§ Task requirements: From the entries below, list each line with "road".

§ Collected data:
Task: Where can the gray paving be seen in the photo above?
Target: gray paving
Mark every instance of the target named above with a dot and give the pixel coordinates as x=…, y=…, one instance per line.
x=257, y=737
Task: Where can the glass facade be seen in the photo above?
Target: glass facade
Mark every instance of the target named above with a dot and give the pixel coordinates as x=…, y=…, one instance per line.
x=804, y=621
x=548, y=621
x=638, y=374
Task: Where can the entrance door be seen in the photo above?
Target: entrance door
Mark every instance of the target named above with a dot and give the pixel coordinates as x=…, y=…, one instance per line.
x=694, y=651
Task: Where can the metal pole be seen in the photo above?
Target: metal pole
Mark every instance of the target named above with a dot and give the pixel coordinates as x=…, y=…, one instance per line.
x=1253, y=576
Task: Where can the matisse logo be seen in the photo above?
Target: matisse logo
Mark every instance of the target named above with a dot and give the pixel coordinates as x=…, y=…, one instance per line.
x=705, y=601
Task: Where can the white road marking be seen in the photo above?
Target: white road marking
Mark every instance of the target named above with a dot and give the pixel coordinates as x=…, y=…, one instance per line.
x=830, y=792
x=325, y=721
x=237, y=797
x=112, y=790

§ Result:
Task: Where can the white road marking be seen in the photo above?
Target: white road marking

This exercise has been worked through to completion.